What the task asks:
Update the entries below, changing "one per instance" to "one point each" wherever it occurs and leaving every other line unchanged.

◇ ◇ ◇

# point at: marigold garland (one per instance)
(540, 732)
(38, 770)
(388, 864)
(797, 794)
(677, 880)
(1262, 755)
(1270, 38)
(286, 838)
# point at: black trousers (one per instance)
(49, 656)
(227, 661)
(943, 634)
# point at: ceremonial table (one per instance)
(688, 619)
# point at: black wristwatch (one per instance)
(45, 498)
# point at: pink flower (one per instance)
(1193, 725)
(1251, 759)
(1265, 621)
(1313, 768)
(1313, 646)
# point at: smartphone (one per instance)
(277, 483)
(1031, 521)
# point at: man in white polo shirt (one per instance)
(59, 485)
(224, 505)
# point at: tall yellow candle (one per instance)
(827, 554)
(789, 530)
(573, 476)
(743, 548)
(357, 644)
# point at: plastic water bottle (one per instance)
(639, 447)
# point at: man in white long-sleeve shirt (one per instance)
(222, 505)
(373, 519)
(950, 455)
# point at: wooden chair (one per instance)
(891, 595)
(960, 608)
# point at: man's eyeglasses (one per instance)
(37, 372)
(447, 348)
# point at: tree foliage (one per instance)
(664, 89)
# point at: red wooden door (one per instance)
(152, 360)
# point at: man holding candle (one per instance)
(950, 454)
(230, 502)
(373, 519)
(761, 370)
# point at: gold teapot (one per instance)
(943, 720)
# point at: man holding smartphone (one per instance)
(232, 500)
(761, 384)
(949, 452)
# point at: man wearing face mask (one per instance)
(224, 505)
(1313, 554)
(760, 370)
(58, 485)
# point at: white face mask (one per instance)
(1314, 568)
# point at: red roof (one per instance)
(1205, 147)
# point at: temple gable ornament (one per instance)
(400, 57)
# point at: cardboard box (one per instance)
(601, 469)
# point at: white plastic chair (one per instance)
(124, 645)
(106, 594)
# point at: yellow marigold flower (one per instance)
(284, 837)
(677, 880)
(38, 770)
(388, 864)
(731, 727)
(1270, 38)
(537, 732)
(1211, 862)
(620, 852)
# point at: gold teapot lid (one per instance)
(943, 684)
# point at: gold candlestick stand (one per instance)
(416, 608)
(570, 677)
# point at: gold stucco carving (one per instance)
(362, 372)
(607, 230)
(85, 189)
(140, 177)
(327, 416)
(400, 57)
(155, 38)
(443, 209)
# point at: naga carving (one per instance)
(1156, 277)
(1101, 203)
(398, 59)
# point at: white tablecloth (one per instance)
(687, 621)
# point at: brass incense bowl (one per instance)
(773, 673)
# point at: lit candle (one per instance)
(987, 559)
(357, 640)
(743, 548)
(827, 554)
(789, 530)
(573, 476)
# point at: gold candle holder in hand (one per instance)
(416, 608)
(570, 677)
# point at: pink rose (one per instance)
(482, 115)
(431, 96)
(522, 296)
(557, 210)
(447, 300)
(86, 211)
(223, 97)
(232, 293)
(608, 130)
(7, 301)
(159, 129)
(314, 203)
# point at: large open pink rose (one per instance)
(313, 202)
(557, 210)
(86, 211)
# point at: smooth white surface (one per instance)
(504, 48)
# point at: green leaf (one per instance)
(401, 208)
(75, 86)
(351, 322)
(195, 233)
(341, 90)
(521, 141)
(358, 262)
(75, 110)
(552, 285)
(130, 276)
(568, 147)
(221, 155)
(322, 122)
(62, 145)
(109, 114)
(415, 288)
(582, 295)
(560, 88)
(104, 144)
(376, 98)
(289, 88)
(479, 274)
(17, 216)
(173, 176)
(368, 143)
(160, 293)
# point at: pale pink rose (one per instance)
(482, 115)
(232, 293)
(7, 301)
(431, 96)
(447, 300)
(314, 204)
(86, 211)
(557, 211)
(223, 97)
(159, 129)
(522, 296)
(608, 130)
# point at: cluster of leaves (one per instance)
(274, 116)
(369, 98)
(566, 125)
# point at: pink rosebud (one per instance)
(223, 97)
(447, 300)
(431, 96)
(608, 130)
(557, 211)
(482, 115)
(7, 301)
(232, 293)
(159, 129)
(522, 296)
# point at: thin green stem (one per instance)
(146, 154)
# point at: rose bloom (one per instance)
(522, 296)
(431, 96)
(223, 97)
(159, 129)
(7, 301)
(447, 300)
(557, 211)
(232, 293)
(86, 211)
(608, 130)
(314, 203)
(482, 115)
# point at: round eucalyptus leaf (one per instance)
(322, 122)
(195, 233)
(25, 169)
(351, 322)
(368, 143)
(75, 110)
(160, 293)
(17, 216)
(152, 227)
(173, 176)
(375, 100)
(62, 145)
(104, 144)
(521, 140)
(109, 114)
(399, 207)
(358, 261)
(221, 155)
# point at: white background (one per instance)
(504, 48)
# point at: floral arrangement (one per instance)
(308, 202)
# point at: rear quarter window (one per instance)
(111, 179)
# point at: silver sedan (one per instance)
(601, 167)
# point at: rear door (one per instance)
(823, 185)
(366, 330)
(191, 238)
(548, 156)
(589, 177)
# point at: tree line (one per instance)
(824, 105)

◇ ◇ ◇

Solution below:
# point at: marigold garland (one point each)
(540, 732)
(38, 770)
(388, 864)
(797, 794)
(677, 880)
(1262, 755)
(1270, 38)
(286, 838)
# point at: black trousers (one point each)
(49, 656)
(227, 661)
(943, 634)
# point at: ceremonial table (one point each)
(688, 619)
# point at: black wristwatch (one point each)
(45, 498)
# point at: pink flower (one point each)
(1193, 725)
(1251, 759)
(1265, 621)
(1313, 768)
(1313, 646)
# point at: smartphone (one point each)
(277, 483)
(1031, 521)
# point at: man in white polo shirt (one point each)
(59, 485)
(224, 505)
# point at: tall yellow candle (one point each)
(827, 554)
(789, 530)
(573, 476)
(743, 548)
(357, 644)
# point at: plastic water bottle (one point each)
(639, 447)
# point at: man in white long-sleeve shirt (one point each)
(222, 505)
(373, 519)
(950, 455)
# point at: wooden chair (one point each)
(891, 595)
(960, 608)
# point at: man's eyeglasses (one point each)
(37, 372)
(447, 348)
# point at: tree foliage (one point each)
(664, 89)
# point at: red wooden door (one point each)
(152, 360)
# point at: man holding candle (one point each)
(950, 454)
(230, 502)
(373, 519)
(761, 370)
# point at: gold teapot (one point each)
(943, 720)
# point at: man holding smartphone (one point each)
(232, 500)
(761, 384)
(949, 452)
# point at: man wearing face mask (one point each)
(224, 505)
(1313, 554)
(760, 370)
(58, 485)
# point at: white face mask (one point each)
(1314, 568)
# point at: red roof (one point each)
(1205, 147)
# point at: temple gable ornament (one point each)
(400, 57)
# point at: cardboard box (one point each)
(601, 469)
# point at: white plastic chair (one point each)
(124, 645)
(106, 594)
# point at: yellow marigold flower (one point each)
(284, 837)
(677, 880)
(38, 770)
(388, 864)
(731, 727)
(1270, 38)
(537, 732)
(1211, 862)
(620, 852)
# point at: gold teapot lid (one point each)
(943, 684)
# point at: gold candlestick stand (one point each)
(416, 608)
(570, 677)
# point at: gold stucco carving (one point each)
(362, 372)
(607, 230)
(85, 189)
(140, 177)
(327, 416)
(400, 57)
(155, 38)
(443, 209)
# point at: naga carving (one point each)
(1156, 277)
(1101, 203)
(398, 59)
# point at: white tablecloth (one point each)
(687, 621)
# point at: brass incense bowl (one point each)
(773, 673)
# point at: lit candle (one point each)
(987, 559)
(357, 640)
(743, 548)
(827, 554)
(789, 530)
(573, 476)
# point at: gold candle holder in hand (one point each)
(416, 608)
(570, 677)
# point at: pink rose (one point each)
(482, 115)
(431, 96)
(522, 296)
(557, 210)
(447, 300)
(86, 211)
(223, 97)
(232, 293)
(608, 130)
(7, 301)
(159, 129)
(314, 203)
# point at: large open pink rose (one point each)
(313, 202)
(557, 210)
(86, 211)
# point at: smooth white surface (one point each)
(504, 48)
# point at: green leaf (one point each)
(401, 208)
(75, 86)
(351, 322)
(195, 233)
(341, 90)
(521, 141)
(358, 262)
(75, 110)
(552, 285)
(130, 276)
(568, 147)
(221, 155)
(322, 122)
(62, 145)
(109, 114)
(415, 288)
(582, 295)
(560, 88)
(104, 144)
(376, 98)
(289, 88)
(479, 274)
(17, 216)
(173, 176)
(368, 143)
(160, 293)
# point at: pale pink rose (one point each)
(482, 115)
(232, 293)
(7, 301)
(431, 96)
(447, 300)
(314, 204)
(86, 211)
(557, 211)
(223, 97)
(159, 129)
(522, 296)
(608, 130)
# point at: cluster of leaves (one point each)
(274, 116)
(369, 98)
(566, 125)
# point at: pink rosebud (one point each)
(223, 97)
(447, 300)
(431, 96)
(608, 130)
(557, 211)
(482, 115)
(7, 301)
(232, 293)
(159, 129)
(522, 296)
# point at: thin green stem (one point each)
(146, 154)
# point at: rose bloom (one point each)
(522, 296)
(431, 96)
(223, 97)
(159, 129)
(7, 301)
(447, 300)
(557, 211)
(232, 293)
(86, 211)
(608, 130)
(314, 203)
(482, 115)
# point at: round eucalyptus leaf (one point each)
(322, 122)
(195, 233)
(25, 169)
(351, 322)
(368, 143)
(75, 110)
(160, 293)
(17, 216)
(152, 227)
(173, 176)
(375, 100)
(62, 145)
(104, 144)
(521, 140)
(109, 114)
(399, 207)
(358, 261)
(221, 155)
# point at: white background (one point each)
(504, 48)
# point at: floral arrangement (one point each)
(308, 202)
# point at: rear quarter window (one point each)
(111, 179)
# point at: silver sedan (one point each)
(601, 167)
# point at: rear door (one point each)
(823, 185)
(366, 330)
(191, 238)
(548, 156)
(589, 177)
# point at: tree line (one point each)
(824, 105)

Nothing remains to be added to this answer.